**CHALLENGE A:** Pull out every line of the records that contains the string "white", treating uppercase and lowercase letters as different.

**TEXT EXCERPT:**
====================
Unique Skylight Outfits Marine Corps Museum

The inspiration for the National Museum of the Marine Corps, Triangle, Va., was the famous image of six Marines raising the American flag at Iwo Jima. Designed by Fentress Bradburn Architects, Denver, the museum has a 210-foot (64-m) stainless-steel clad mast that protrudes at a 60-degree angle through a conical skylight atop the gallery. The general contractor, Centex Construction, Fairfax, Va., selected Naturalite Skylight Systems, Terrell, Texas, to manufacture and install the unique skylight. They also supplied and installed exterior aluminum beam cladding and the stainless-steel mast panel systems for the project. The metal panel installation work was subcontracted to National Panel Systems, Wexford, Pa. Heitmann and Associates, St. Louis, provided consulting services.
====================
**DATA:**
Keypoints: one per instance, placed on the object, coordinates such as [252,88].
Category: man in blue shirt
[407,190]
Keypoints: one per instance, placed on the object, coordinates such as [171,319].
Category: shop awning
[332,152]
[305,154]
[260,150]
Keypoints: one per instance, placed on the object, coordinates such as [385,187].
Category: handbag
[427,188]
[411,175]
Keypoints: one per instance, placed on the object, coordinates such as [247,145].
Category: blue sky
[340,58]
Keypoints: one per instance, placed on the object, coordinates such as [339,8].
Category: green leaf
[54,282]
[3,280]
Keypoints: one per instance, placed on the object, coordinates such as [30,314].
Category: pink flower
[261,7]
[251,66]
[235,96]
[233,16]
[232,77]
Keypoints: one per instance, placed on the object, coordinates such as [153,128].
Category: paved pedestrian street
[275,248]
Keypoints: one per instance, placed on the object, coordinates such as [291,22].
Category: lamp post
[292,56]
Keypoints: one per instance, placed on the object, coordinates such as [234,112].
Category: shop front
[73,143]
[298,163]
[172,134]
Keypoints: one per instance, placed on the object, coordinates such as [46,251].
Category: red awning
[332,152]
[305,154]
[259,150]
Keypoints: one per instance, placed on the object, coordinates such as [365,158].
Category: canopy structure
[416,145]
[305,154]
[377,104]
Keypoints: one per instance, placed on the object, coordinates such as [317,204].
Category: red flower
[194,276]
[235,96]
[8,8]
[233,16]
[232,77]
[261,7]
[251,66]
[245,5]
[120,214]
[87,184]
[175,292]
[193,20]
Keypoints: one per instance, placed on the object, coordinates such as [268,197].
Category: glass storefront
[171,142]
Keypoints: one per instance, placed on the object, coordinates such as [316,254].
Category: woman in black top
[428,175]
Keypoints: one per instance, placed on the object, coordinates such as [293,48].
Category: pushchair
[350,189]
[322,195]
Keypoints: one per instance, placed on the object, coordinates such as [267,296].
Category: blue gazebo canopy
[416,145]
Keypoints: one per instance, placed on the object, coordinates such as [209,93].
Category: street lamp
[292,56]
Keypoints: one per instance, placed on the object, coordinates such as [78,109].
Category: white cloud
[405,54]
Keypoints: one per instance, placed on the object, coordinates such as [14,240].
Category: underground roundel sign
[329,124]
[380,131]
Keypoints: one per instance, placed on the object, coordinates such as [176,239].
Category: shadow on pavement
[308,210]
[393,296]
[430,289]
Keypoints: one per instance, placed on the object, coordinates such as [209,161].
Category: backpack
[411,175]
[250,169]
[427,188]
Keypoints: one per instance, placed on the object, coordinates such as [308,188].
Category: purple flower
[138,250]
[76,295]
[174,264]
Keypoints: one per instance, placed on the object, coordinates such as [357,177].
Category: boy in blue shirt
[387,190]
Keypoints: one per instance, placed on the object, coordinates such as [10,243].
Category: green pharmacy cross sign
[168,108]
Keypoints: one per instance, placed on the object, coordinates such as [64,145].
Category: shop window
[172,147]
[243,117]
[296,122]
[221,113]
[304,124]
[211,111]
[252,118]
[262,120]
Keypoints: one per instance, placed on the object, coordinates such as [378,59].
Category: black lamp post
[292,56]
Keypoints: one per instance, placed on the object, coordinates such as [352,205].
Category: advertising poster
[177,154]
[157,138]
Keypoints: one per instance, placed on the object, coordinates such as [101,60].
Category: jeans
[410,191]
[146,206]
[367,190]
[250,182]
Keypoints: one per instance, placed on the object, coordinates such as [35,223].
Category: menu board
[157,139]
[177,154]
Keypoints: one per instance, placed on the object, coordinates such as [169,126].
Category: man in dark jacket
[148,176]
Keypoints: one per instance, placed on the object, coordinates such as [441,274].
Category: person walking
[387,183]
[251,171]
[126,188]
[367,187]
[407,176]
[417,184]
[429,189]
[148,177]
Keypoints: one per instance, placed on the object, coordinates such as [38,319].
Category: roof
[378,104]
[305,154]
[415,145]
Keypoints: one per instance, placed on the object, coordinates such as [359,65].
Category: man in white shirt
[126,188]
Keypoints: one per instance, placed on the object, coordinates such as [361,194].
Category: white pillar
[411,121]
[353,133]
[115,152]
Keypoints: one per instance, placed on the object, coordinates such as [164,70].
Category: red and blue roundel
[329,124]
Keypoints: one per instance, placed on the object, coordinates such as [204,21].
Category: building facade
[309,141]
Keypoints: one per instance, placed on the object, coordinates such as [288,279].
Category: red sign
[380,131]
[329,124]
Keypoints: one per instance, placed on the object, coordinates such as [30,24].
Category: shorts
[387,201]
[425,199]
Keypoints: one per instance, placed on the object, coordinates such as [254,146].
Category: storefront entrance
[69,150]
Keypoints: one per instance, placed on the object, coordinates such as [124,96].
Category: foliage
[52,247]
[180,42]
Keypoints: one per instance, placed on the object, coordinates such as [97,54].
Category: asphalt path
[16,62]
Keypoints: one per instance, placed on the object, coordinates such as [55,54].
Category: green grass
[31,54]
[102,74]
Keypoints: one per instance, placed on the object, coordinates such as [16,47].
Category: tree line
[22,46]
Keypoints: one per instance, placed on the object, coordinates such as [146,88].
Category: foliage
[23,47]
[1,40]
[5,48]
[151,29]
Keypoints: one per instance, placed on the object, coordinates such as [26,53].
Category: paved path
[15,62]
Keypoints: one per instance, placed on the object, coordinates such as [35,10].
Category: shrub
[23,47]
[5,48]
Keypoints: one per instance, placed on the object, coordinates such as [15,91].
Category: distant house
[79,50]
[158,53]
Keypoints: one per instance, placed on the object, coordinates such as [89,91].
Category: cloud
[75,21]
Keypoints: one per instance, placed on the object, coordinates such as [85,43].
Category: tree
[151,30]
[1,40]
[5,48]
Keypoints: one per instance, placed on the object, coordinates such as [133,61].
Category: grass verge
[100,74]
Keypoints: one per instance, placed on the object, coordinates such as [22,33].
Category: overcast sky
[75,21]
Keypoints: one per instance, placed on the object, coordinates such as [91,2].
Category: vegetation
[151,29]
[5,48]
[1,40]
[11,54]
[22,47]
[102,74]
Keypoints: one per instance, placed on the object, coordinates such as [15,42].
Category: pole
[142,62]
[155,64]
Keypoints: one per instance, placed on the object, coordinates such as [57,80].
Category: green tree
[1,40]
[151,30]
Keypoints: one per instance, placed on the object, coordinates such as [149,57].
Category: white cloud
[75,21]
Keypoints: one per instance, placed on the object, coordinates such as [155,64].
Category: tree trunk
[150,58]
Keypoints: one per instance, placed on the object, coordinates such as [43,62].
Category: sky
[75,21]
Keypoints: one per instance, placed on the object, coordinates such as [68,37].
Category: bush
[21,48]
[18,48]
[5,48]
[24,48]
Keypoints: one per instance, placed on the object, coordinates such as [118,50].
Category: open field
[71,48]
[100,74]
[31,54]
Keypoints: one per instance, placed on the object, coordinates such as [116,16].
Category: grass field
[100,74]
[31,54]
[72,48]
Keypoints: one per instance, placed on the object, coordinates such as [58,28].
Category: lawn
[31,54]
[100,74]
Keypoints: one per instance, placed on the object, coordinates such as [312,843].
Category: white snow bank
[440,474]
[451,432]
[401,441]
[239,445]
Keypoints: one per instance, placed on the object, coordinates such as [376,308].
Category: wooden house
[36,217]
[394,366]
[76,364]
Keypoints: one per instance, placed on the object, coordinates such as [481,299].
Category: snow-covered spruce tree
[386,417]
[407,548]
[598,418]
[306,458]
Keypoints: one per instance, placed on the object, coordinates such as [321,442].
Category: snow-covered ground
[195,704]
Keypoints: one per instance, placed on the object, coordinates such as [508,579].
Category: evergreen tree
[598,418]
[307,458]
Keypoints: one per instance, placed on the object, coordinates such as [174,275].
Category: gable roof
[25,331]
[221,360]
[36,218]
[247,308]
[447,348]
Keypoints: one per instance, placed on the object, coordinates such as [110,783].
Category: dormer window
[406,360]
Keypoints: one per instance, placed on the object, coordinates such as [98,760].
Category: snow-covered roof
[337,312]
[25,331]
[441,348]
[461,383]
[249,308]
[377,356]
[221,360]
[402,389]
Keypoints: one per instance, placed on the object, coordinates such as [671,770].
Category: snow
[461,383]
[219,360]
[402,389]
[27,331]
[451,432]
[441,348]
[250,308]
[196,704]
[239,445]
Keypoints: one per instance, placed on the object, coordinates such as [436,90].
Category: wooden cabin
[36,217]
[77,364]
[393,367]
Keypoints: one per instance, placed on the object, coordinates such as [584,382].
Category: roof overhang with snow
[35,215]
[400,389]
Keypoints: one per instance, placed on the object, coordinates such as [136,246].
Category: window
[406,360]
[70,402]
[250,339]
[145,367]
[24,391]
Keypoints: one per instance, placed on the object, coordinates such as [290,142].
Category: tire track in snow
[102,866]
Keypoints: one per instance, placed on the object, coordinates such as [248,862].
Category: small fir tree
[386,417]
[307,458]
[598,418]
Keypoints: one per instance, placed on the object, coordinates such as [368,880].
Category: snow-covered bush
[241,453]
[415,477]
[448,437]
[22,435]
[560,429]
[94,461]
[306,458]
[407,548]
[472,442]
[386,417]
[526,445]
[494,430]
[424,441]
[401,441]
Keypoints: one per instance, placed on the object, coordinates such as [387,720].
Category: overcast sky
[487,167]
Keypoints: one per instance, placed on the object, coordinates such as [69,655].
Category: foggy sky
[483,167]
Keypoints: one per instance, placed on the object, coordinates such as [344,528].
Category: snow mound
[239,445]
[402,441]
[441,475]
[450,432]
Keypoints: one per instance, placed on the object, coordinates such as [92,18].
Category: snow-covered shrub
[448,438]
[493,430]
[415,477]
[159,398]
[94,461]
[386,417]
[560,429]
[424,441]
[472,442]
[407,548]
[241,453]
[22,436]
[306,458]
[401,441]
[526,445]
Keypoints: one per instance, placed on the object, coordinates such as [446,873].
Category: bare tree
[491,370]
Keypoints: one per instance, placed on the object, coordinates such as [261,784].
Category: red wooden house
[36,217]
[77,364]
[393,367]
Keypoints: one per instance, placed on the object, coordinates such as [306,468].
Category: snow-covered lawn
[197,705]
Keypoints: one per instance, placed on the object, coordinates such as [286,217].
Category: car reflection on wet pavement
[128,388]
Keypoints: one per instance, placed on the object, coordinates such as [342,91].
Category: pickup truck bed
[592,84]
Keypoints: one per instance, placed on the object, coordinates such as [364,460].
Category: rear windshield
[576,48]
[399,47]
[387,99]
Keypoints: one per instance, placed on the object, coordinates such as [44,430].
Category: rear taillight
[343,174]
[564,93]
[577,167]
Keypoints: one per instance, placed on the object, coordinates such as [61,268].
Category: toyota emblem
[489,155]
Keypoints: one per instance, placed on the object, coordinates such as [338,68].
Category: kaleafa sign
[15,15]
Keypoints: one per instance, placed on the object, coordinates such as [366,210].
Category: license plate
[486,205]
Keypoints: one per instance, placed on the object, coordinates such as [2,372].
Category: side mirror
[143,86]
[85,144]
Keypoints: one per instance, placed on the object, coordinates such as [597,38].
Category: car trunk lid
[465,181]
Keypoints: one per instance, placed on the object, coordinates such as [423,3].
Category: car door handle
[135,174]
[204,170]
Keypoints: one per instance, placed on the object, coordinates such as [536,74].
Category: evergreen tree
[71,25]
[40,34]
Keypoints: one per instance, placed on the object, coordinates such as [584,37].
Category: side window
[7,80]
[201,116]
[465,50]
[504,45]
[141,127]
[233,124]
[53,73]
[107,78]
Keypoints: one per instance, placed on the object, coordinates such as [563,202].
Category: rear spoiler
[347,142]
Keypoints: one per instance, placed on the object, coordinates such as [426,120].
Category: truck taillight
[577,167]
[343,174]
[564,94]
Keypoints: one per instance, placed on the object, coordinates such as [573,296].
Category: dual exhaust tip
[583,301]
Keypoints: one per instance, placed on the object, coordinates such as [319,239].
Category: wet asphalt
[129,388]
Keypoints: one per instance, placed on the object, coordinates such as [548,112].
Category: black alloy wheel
====================
**CHALLENGE B:** From the museum skylight passage, output the section that opens with the words containing "Unique Skylight Outfits" and closes with "provided consulting services.", copying it exactly.

**EXERCISE RESULT A:**
Category: white cloud
Category: man in white shirt
Category: white pillar
Category: white cloud
Category: white snow bank

**EXERCISE RESULT B:**
Unique Skylight Outfits Marine Corps Museum

The inspiration for the National Museum of the Marine Corps, Triangle, Va., was the famous image of six Marines raising the American flag at Iwo Jima. Designed by Fentress Bradburn Architects, Denver, the museum has a 210-foot (64-m) stainless-steel clad mast that protrudes at a 60-degree angle through a conical skylight atop the gallery. The general contractor, Centex Construction, Fairfax, Va., selected Naturalite Skylight Systems, Terrell, Texas, to manufacture and install the unique skylight. They also supplied and installed exterior aluminum beam cladding and the stainless-steel mast panel systems for the project. The metal panel installation work was subcontracted to National Panel Systems, Wexford, Pa. Heitmann and Associates, St. Louis, provided consulting services.